→ **Aim of the exercise**
The required output is the complete listing, copied word for word.

→ **Given entries**

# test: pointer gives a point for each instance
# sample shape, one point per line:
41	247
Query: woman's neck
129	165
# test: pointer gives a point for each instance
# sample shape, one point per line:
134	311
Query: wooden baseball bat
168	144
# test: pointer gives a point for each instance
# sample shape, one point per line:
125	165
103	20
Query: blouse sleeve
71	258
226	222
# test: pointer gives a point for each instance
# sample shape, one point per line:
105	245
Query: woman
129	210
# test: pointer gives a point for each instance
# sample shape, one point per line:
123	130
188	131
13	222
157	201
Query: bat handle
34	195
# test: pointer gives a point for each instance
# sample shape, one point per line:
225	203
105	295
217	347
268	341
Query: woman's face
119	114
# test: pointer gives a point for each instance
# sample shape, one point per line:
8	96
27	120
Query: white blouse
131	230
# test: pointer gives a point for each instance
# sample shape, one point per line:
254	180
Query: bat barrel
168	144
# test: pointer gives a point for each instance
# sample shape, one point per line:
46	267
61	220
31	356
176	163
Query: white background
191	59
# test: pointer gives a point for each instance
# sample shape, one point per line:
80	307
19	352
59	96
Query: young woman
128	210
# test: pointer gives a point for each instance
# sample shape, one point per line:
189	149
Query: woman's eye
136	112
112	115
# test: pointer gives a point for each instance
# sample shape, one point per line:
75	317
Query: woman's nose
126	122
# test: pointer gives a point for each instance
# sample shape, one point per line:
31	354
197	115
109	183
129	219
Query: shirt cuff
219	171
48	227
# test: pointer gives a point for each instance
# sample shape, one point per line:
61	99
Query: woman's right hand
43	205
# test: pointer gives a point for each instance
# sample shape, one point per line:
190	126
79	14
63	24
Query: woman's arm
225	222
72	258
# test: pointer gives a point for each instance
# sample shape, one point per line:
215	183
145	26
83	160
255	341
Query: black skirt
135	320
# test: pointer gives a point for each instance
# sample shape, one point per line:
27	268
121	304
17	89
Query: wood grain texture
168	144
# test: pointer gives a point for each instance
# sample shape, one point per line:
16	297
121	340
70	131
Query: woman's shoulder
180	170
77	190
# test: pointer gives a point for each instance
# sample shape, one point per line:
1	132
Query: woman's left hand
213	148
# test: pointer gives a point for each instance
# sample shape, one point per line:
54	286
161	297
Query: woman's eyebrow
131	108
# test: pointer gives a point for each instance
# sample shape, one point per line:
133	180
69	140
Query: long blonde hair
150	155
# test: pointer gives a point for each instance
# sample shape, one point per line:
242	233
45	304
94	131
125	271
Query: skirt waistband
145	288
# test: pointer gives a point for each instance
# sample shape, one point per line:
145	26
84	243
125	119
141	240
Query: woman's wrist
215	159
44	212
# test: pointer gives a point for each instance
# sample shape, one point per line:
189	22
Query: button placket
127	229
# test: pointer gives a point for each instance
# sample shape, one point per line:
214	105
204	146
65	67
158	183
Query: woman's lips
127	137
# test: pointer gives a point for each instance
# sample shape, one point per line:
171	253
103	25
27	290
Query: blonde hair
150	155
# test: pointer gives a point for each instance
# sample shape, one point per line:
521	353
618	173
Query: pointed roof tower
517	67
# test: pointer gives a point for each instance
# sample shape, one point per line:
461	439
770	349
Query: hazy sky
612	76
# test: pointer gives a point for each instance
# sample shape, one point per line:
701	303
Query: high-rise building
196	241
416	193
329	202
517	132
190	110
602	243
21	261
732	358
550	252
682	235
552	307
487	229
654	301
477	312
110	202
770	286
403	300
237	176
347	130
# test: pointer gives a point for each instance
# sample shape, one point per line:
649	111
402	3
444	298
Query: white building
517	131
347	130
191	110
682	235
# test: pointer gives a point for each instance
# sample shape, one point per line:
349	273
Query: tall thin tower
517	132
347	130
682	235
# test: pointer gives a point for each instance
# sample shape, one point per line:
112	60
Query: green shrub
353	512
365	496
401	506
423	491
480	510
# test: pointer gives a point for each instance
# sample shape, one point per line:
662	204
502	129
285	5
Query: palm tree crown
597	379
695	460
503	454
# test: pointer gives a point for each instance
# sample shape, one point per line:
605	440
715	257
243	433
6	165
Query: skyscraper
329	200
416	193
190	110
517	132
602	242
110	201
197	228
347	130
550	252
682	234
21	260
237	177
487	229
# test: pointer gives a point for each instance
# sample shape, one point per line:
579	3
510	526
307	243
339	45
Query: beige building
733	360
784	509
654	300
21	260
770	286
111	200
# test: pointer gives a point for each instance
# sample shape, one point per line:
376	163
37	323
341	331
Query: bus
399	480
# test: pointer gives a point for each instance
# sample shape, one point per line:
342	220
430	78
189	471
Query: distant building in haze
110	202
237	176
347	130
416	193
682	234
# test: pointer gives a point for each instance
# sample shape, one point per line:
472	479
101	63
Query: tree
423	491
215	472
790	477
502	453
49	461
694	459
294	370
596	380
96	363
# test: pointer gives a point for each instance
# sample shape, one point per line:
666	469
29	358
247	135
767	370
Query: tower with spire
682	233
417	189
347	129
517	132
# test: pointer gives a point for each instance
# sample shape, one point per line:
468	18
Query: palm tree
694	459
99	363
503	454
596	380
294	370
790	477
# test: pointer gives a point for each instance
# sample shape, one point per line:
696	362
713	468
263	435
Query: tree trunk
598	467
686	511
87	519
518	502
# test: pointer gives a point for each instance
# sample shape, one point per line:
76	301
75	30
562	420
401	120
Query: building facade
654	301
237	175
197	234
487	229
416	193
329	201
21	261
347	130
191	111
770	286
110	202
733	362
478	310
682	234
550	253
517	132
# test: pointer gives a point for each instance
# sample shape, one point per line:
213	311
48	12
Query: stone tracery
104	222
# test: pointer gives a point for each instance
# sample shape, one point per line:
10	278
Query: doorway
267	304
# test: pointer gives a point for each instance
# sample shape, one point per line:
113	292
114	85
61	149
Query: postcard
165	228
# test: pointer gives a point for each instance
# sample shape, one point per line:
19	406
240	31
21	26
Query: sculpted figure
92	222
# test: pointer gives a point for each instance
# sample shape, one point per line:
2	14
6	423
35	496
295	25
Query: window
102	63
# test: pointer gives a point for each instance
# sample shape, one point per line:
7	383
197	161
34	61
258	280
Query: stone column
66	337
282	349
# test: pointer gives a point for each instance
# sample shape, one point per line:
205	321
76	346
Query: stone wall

→ **Answer for the task**
# test: pointer gives a point for each instance
# sample shape, one point per line:
41	247
Query: woman's neck
129	165
# test: pointer gives a point for each instance
# sample shape, one point per line:
134	311
Query: wooden baseball bat
168	144
# test: pointer gives a point for each instance
# sample shape, one point per line:
125	165
103	20
Query: blouse sleeve
71	258
226	222
# test: pointer gives a point for each instance
# sample shape, one point per line:
105	245
Query: woman
129	210
# test: pointer gives a point for each instance
# sample shape, one point per line:
123	130
188	131
13	222
157	201
Query: bat handle
34	195
# test: pointer gives a point for each instance
# sample shape, one point per line:
225	203
105	295
217	347
268	341
Query: woman's face
119	114
# test: pointer gives a point for each instance
# sample shape, one point per line:
8	96
27	120
Query: white blouse
131	230
# test: pointer gives a point for each instance
# sample shape, one point per line:
254	180
Query: bat barrel
168	144
# test: pointer gives a point for each instance
# sample shape, one point per line:
46	267
61	220
31	356
176	163
Query: white background
191	59
# test: pointer gives a point for each instance
# sample shape, one point per line:
80	307
19	352
59	96
Query: young woman
128	210
# test: pointer gives a point for each instance
# sample shape, one point per line:
189	149
Query: woman's eye
136	112
112	115
# test: pointer gives a point for each instance
# sample shape, one point per line:
75	317
Query: woman's nose
126	122
# test: pointer gives a point for each instance
# sample shape, one point per line:
31	354
197	115
109	183
129	219
Query: shirt cuff
219	171
48	227
# test: pointer gives a point for each instance
# sample shape, one point per line:
61	99
Query: woman's right hand
43	205
# test: pointer gives a point for each instance
# sample shape, one point per line:
190	126
79	14
63	24
Query: woman's arm
225	222
72	258
# test: pointer gives a point for each instance
# sample shape, one point per line:
215	183
145	26
83	160
255	341
Query: black skirt
135	320
# test: pointer gives a point for each instance
# sample shape, one point per line:
27	268
121	304
17	89
Query: wood grain texture
168	144
# test: pointer gives a point for each instance
# sample shape, one point per line:
16	297
121	340
70	131
Query: woman's shoulder
180	170
77	190
# test: pointer gives a point for each instance
# sample shape, one point per line:
1	132
Query: woman's left hand
213	148
# test: pointer gives a point for each instance
# sample shape, one point per line:
54	286
161	297
Query: woman's eyebrow
131	108
# test: pointer gives a point for each instance
# sample shape, one point per line:
133	180
69	140
Query: long blonde hair
150	155
# test: pointer gives a point for each instance
# sample shape, one point per line:
242	233
45	304
94	131
125	271
Query: skirt waistband
145	288
# test: pointer gives a point for each instance
# sample shape, one point per line:
145	26
84	243
125	119
141	240
Query: woman's wrist
215	159
44	212
# test: pointer gives a point for each instance
# sample shape, one point per line:
189	22
Query: button placket
127	229
# test: pointer gives a point for each instance
# sample shape, one point per line:
214	105
204	146
65	67
158	183
Query: woman's lips
127	137
# test: pointer gives a point for each instance
# sample shape, one point per line:
171	253
103	25
27	290
Query: blonde hair
150	155
# test: pointer gives a point for each instance
# sample shape, one point per line:
521	353
618	173
Query: pointed roof tower
517	67
# test: pointer gives a point for each instance
# sample shape, one point per line:
461	439
770	349
Query: hazy sky
612	76
# test: pointer gives a point for each instance
# sample shape, one point per line:
701	303
Query: high-rise building
196	241
416	193
329	202
517	132
190	110
602	243
21	261
732	358
550	252
682	235
552	307
487	229
654	301
477	312
110	202
770	286
403	300
237	176
347	130
# test: pointer gives a point for each instance
# sample shape, one point per line:
649	111
402	3
444	298
Query: white building
517	131
347	130
191	110
682	235
# test: pointer gives a point for each instance
# sample shape, one point per line:
349	273
Query: tall thin tower
517	132
347	130
682	235
# test: pointer gives a point for each instance
# sample shape, one point per line:
112	60
Query: green shrub
353	512
365	496
401	506
423	491
480	510
# test: pointer gives a point for each instance
# sample shape, one point per line:
662	204
502	129
285	5
Query: palm tree crown
597	379
695	460
503	454
# test: pointer gives a point for each instance
# sample shape, one point per line:
605	440
715	257
243	433
6	165
Query: skyscraper
329	200
416	193
190	110
517	132
602	242
110	201
197	228
347	130
550	252
682	234
21	260
237	177
487	229
# test: pointer gives a point for each instance
# sample shape, one point per line:
579	3
510	526
307	243
339	45
Query: beige building
733	360
784	509
654	300
21	260
770	286
111	200
# test: pointer gives a point for each instance
# sample shape, one point per line:
376	163
37	323
341	331
Query: bus
399	480
# test: pointer gives a point for each instance
# sample shape, one point per line:
342	220
430	78
189	471
Query: distant building in haze
110	202
237	176
347	130
416	193
682	234
# test: pointer gives a point for each instance
# sample shape, one point per line:
472	479
101	63
Query: tree
423	491
215	472
790	477
502	453
49	461
694	459
294	370
596	380
96	363
# test: pointer gives a point for each instance
# sample shape, one point per line:
666	469
29	358
247	135
767	370
Query: tower with spire
682	233
417	189
347	129
517	132
# test: pointer gives a point for each instance
# sample shape, one point per line:
468	18
Query: palm tree
694	459
99	363
503	454
596	380
294	370
790	477
# test: pointer gives a point for each instance
# sample shape, one point per line:
696	362
713	468
263	435
Query: tree trunk
598	467
686	511
87	519
518	502
# test: pointer gives a point for each instance
# sample shape, one point per line:
76	301
75	30
562	420
401	120
Query: building facade
654	301
237	175
197	234
487	229
416	193
329	201
21	261
347	130
191	111
770	286
110	202
733	362
478	310
682	234
550	253
517	132
# test: pointer gives a point for each instance
# sample shape, one point per line:
213	311
48	12
Query: stone tracery
104	222
# test: pointer gives a point for each instance
# sample shape, one point per line:
10	278
Query: doorway
267	304
# test: pointer gives a point for each instance
# sample shape, one point per line:
113	292
114	85
61	149
Query: postcard
165	228
# test: pointer gives a point for each instance
# sample shape, one point per line:
19	406
240	31
21	26
Query: sculpted figure
92	222
# test: pointer gives a point for each instance
# sample shape, one point per line:
2	14
6	423
35	496
295	25
Query: window
102	63
# test: pointer gives a point for each instance
# sample shape, one point per line:
7	383
197	161
34	61
258	280
Query: stone column
66	337
282	349
# test: pointer gives a point for each instance
# sample shape, one point per line:
205	321
76	346
Query: stone wall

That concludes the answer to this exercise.